▶ ENTRIES PROVIDED

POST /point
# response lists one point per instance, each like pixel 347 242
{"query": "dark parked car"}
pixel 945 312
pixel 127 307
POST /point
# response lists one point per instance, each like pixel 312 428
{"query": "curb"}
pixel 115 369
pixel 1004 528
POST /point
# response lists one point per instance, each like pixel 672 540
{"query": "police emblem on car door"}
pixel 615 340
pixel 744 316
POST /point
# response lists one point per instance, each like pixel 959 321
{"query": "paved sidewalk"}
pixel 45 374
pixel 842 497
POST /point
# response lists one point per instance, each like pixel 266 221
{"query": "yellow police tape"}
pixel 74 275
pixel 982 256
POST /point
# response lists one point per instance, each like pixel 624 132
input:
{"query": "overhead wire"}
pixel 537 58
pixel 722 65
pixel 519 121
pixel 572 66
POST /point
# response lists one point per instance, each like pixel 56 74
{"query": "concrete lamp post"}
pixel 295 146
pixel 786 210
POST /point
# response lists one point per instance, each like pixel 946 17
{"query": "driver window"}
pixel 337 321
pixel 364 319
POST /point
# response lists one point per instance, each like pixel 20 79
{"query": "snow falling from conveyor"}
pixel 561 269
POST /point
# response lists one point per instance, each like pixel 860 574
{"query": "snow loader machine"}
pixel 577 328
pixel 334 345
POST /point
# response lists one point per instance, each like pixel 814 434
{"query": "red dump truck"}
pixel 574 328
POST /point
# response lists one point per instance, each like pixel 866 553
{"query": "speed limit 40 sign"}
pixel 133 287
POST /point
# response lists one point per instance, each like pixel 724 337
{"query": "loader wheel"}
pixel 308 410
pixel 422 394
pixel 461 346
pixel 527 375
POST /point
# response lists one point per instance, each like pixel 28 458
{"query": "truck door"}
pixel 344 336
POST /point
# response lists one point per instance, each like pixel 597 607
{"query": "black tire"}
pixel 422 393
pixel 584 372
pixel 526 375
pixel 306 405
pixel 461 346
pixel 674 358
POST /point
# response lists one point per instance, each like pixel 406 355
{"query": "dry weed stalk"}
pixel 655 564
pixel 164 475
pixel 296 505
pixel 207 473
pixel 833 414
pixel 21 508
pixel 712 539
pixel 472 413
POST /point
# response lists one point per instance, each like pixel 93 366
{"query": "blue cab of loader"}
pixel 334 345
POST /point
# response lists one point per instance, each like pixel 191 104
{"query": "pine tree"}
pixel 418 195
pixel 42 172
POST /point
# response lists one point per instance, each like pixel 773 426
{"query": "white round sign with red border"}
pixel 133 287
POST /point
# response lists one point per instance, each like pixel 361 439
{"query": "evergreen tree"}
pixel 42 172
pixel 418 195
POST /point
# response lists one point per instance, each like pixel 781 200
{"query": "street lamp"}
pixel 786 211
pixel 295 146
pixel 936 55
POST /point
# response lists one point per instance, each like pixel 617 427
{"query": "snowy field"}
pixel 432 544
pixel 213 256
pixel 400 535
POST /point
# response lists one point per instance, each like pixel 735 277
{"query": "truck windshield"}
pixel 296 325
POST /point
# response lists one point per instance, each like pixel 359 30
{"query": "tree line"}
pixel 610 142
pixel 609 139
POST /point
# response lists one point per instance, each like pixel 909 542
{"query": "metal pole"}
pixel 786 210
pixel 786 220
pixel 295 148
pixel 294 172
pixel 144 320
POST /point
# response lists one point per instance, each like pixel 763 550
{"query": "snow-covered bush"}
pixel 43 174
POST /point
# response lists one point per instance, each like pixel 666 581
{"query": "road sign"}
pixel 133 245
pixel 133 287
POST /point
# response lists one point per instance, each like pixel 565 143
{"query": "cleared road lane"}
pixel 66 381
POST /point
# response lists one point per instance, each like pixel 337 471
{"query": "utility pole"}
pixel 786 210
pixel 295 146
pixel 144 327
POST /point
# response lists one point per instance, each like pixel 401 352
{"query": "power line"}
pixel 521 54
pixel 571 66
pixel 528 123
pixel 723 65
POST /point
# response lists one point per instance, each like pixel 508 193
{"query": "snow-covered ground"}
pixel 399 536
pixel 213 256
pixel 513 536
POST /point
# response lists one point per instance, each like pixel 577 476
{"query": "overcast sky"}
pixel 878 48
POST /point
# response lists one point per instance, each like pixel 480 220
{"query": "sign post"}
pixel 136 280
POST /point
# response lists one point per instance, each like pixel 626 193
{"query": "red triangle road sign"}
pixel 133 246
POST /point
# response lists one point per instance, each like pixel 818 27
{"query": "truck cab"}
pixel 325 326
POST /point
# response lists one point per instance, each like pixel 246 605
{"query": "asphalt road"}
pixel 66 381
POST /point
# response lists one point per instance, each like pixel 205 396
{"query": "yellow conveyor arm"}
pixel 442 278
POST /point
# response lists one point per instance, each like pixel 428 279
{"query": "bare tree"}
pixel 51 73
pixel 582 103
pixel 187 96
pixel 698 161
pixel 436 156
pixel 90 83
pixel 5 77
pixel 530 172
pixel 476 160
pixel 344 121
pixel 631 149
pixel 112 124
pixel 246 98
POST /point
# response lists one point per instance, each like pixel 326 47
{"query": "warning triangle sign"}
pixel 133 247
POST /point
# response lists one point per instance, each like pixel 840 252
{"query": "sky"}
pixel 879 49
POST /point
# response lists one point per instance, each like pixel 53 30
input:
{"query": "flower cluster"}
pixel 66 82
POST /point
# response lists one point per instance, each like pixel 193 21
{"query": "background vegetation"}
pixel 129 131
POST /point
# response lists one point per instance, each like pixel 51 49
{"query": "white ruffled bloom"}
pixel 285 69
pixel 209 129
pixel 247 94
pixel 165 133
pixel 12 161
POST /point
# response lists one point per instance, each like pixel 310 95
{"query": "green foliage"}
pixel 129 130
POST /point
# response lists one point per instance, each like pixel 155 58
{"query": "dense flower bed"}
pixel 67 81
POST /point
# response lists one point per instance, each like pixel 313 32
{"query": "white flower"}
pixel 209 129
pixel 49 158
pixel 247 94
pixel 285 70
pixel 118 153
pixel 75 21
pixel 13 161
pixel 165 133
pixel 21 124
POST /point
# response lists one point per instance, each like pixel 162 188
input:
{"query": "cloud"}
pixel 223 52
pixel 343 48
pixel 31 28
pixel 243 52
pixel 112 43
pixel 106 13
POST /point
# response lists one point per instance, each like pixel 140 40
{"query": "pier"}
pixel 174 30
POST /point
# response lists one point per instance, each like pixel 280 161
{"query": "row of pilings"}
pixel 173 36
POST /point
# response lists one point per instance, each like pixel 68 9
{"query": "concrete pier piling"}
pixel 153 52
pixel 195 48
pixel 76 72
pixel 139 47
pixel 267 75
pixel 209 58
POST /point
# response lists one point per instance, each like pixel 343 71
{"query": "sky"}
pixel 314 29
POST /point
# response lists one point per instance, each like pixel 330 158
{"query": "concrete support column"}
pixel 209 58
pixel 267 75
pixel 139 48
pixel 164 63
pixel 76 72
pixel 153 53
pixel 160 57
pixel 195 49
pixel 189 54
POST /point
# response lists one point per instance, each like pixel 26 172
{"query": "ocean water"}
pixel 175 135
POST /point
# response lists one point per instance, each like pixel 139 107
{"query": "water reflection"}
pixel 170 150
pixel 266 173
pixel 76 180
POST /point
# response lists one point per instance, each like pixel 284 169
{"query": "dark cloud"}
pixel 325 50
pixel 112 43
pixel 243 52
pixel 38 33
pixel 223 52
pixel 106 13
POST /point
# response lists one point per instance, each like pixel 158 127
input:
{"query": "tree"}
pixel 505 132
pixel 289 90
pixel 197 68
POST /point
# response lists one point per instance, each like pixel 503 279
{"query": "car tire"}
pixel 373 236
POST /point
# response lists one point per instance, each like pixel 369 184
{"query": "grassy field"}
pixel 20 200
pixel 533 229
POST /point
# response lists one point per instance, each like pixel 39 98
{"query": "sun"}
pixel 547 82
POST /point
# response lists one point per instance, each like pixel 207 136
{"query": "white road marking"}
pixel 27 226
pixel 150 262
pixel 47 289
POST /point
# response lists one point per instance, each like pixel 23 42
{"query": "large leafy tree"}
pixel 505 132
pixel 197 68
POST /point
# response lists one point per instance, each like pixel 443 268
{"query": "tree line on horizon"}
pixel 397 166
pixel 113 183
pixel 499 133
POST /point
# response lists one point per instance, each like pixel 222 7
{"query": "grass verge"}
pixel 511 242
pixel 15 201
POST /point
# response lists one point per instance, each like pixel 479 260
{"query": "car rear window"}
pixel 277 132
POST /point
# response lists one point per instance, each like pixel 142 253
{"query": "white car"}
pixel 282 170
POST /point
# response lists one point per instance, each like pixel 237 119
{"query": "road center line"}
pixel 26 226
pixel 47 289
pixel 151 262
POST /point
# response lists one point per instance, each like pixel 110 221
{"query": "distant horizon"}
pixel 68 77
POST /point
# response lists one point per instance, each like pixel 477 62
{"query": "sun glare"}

▶ SET PROBLEM
Identify every line in the records above that contains the string "conveyor", and copy each such line in full.

▶ RESULT BELOW
{"query": "snow falling from conveyor"}
{"query": "yellow conveyor arm"}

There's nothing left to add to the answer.